◆ **WHAT TO PRODUCE**
Return each line of the material below that contains the string "structure", copying every such line in full.

◆ **DATA LISTING**
*-*-*
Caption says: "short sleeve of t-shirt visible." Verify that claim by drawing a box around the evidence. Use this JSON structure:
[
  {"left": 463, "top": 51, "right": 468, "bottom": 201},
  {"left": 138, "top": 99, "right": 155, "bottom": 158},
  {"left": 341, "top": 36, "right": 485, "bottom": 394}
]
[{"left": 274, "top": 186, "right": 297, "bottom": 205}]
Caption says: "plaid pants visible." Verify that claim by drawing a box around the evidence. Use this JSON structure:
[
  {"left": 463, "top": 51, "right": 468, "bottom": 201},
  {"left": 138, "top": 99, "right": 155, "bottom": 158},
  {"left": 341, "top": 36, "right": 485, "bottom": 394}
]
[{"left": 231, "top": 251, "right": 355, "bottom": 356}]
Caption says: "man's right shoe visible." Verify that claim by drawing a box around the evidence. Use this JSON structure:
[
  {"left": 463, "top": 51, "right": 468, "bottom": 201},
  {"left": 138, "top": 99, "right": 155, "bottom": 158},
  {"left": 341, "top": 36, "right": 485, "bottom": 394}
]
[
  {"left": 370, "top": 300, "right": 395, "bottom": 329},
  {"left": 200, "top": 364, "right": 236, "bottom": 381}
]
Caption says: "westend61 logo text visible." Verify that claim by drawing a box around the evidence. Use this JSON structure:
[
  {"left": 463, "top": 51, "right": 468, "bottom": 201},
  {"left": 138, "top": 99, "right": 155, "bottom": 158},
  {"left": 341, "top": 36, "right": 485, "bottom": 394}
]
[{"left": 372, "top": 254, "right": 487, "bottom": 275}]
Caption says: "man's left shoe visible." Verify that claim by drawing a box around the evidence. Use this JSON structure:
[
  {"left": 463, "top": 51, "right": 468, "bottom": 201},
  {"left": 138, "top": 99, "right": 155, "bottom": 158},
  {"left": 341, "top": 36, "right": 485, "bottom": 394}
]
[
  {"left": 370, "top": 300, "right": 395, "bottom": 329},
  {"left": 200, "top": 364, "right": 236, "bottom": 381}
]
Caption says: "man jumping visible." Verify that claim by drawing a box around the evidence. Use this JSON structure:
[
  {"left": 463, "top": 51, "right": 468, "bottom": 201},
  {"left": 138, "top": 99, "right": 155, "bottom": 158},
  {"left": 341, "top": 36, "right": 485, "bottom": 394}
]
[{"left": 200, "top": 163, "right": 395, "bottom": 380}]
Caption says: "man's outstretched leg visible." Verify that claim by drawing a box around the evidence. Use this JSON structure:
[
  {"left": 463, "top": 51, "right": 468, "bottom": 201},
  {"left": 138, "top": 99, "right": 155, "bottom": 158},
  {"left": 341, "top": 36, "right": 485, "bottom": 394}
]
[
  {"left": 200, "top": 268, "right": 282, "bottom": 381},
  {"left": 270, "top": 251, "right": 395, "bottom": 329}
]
*-*-*
◆ **TASK RESULT**
Caption says: "short sleeve of t-shirt visible." Verify that claim by drawing a box around the evidence. Use this JSON structure:
Caption says: "plaid pants visible." Verify that claim by drawing a box around the evidence. Use this JSON structure:
Caption says: "man's right shoe visible." Verify that claim by drawing a box around the evidence. Use this JSON structure:
Caption says: "westend61 logo text visible." Verify that claim by drawing a box around the evidence. Use this JSON structure:
Caption says: "man's left shoe visible." Verify that claim by drawing a box around the evidence. Use this JSON structure:
Caption says: "man jumping visible." Verify that claim by drawing a box around the evidence. Use this JSON structure:
Caption says: "man's outstretched leg visible." Verify that claim by drawing a box around the evidence. Use this JSON structure:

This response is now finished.